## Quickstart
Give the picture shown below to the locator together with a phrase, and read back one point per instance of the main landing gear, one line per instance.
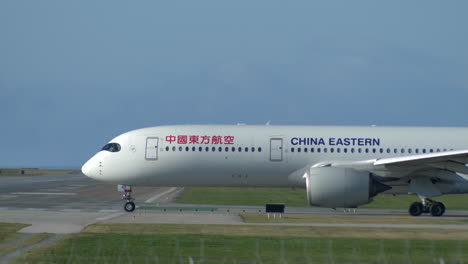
(129, 205)
(427, 206)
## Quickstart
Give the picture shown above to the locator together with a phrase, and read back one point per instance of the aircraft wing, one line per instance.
(452, 159)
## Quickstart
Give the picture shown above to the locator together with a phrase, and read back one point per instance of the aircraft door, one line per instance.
(276, 149)
(151, 152)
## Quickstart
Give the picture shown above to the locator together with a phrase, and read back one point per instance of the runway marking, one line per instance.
(71, 210)
(8, 196)
(108, 211)
(36, 209)
(157, 196)
(41, 193)
(104, 218)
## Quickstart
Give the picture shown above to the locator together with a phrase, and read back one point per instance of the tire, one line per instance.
(416, 209)
(437, 209)
(129, 207)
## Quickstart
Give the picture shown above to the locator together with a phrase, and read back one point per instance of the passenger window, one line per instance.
(112, 147)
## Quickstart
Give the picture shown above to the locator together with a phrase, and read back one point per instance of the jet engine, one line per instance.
(341, 187)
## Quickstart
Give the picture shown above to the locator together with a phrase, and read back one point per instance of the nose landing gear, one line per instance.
(427, 206)
(129, 205)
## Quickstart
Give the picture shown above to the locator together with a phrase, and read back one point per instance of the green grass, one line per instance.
(298, 197)
(119, 243)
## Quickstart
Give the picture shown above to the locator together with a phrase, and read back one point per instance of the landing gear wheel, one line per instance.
(437, 209)
(129, 206)
(416, 209)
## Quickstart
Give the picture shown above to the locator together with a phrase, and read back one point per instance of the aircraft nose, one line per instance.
(90, 169)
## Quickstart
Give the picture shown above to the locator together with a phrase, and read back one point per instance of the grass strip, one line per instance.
(276, 231)
(8, 231)
(32, 240)
(113, 243)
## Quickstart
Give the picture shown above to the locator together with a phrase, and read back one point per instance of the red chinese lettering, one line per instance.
(216, 140)
(193, 140)
(170, 139)
(205, 140)
(181, 139)
(229, 140)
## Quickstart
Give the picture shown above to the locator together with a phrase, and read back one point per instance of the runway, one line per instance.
(67, 203)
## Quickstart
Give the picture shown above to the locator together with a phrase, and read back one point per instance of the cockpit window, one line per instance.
(112, 147)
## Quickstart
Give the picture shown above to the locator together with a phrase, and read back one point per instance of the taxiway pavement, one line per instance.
(67, 203)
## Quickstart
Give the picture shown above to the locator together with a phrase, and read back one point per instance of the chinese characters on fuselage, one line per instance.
(197, 139)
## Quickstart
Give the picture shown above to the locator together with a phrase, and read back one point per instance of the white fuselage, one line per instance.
(262, 156)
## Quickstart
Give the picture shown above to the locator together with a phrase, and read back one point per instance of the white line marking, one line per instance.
(41, 193)
(108, 211)
(104, 218)
(157, 196)
(8, 196)
(36, 209)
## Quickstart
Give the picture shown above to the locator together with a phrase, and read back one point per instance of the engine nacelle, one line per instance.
(341, 187)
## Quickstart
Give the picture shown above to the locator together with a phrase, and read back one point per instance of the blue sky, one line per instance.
(74, 74)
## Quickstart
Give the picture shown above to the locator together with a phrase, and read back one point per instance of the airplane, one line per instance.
(338, 166)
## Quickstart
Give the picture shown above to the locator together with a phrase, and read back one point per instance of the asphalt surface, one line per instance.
(67, 203)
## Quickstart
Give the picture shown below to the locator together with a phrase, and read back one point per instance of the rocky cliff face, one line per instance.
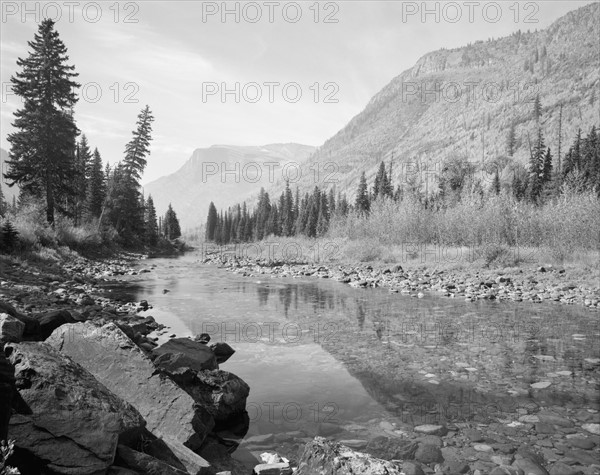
(224, 174)
(462, 103)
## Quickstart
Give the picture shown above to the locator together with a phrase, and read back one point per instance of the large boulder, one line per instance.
(50, 321)
(222, 351)
(321, 456)
(32, 326)
(7, 390)
(184, 352)
(144, 463)
(65, 418)
(223, 394)
(11, 329)
(122, 367)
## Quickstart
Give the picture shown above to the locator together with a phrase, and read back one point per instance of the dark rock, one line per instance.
(530, 467)
(11, 329)
(505, 470)
(452, 467)
(184, 353)
(124, 369)
(50, 321)
(202, 338)
(7, 391)
(562, 469)
(323, 456)
(65, 417)
(222, 351)
(32, 326)
(412, 468)
(428, 453)
(221, 393)
(392, 449)
(144, 463)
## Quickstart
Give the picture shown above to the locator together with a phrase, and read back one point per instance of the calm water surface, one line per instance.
(316, 351)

◆ ◆ ◆ ◆ ◆ ◆ ◆

**Work to be completed**
Repeat verbatim all the material, but not the pictures.

**Exercise solution**
## Quickstart
Give the picture shown below to the locator together with a phrase, and read back one point per instance of the main landing gear, one line per instance.
(129, 205)
(427, 206)
## Quickstart
Give the picture shown above to the locator together with a phrase, and read back one point per instance of the aircraft wing, one line per instance.
(452, 159)
## Quickstart
Give the picture shown above to the locator together with a phrase, and read back one point per instance of the aircraft door, one line per instance.
(276, 149)
(151, 152)
## Quickstart
Give the picture shown above to the locator together with a phrase, and read back one point per instance of the runway marking, one line per instance.
(71, 210)
(8, 196)
(108, 211)
(36, 209)
(157, 196)
(41, 193)
(104, 218)
## Quickstart
Give the picture shown above to the locator together with a phrase, and read back one point per instance of the tire, one line per instance.
(416, 209)
(437, 209)
(129, 207)
## Quickstart
Give the picture shown above to the locator together with a phrase, and read back one point per instance of the passenger window, one line per instance.
(112, 147)
## Quickstart
Give the picture shown above to the locator together with a phrase, and read back one point per instance of the jet engine, one line per instance.
(341, 187)
## Quickstart
Give the picture shown above to the locator together with a phrase, and read back one point per instance of the nose landing gear, one line per instance.
(427, 206)
(129, 205)
## Quickstart
Give the picture shown above to the locator together with a phrase, and read back one point per instance of the green grass, one line per instance.
(298, 197)
(119, 243)
## Quickstart
Give the picture shown above to the locator together with a phrase, and read back one point per instance of the landing gear wheel, one line per instance.
(437, 209)
(129, 206)
(416, 209)
## Quickstart
Give the picture shown above to the locator together with a phrase, and read back one point per instance of the aircraft nose, one line per instance.
(90, 169)
## Quickstart
Give the picture shown above to the locator together with a phrase, and read back one point per instance of the grass strip, one line per instance.
(276, 231)
(8, 231)
(32, 240)
(113, 243)
## Quickstart
Give the picture shown above to the locator together with a phrase, and read back one point per instance of the red chinese lettering, one line per instance.
(216, 140)
(193, 140)
(170, 139)
(205, 140)
(181, 139)
(229, 140)
## Quickstart
Give the picture shown above to the locator together with a phrase, and read back one point per instance of the runway, one line per instance.
(67, 203)
## Quickstart
Give the picture shown above to the locator together with a phrase, and read back one point per instance of the cockpit window, one line per instance.
(112, 147)
## Quickstart
Give the picture shown above to the locator together with a phrase, and read back one point per instance of the taxiway pavement, one line per instance.
(67, 203)
## Quickstart
Give the picture shown above to the locator together with a phrase, and read back one point per instance of the chinese characters on fuselage, one line per instance.
(197, 139)
## Quickstart
Give the picture shown above to the locator together with a phrase, and read back one point per instance of the white fuselage, one line per instance.
(262, 156)
## Quickstart
Give the picture shown above to the locator together with a phrase, and read back one point per instance of the white line marking, one line per instance.
(41, 193)
(108, 211)
(104, 218)
(157, 196)
(8, 196)
(36, 209)
## Quickstart
Give the picture shown above to the locator together with a phrase, and read back one point per instance of the engine nacelle, one line per instance.
(341, 187)
## Quickstart
Give the picture shown above to the locator together with a phrase, and read back one point per instance of the blue sky, one line per instance.
(74, 74)
## Quickstart
Give the picture shown above to the locator together with a phrase, and read back one point per instance of the airplane, one line per instance.
(338, 166)
## Quickstart
Give the picture shown above to the locator together with a phrase, and read back one point per instance of the asphalt surface, one line per instance.
(67, 203)
## Quickstart
Give the picture shown below to the locator together with a phrase, and read back one point per instance of the rocky cliff face, one line per instance.
(224, 174)
(462, 103)
## Quickstart
Give the picture shown above to the locator together with a phrase, and read back one point per instance of the large boulder, one line per instance.
(50, 321)
(222, 351)
(321, 456)
(32, 326)
(7, 390)
(184, 352)
(144, 463)
(65, 418)
(223, 394)
(11, 329)
(122, 367)
## Quickstart
Give the picture shown above to the locator together with a phrase, and read back one point per instance of the dark rock, one line per instance.
(530, 467)
(11, 329)
(505, 470)
(452, 467)
(184, 353)
(124, 369)
(50, 321)
(202, 338)
(7, 391)
(562, 469)
(323, 456)
(65, 417)
(222, 351)
(32, 326)
(412, 468)
(428, 453)
(221, 393)
(392, 449)
(144, 463)
## Quickstart
Give the picture shown above to the locator together with a phrase, and read back one point per instance of the calm water surface, one line per instance.
(316, 351)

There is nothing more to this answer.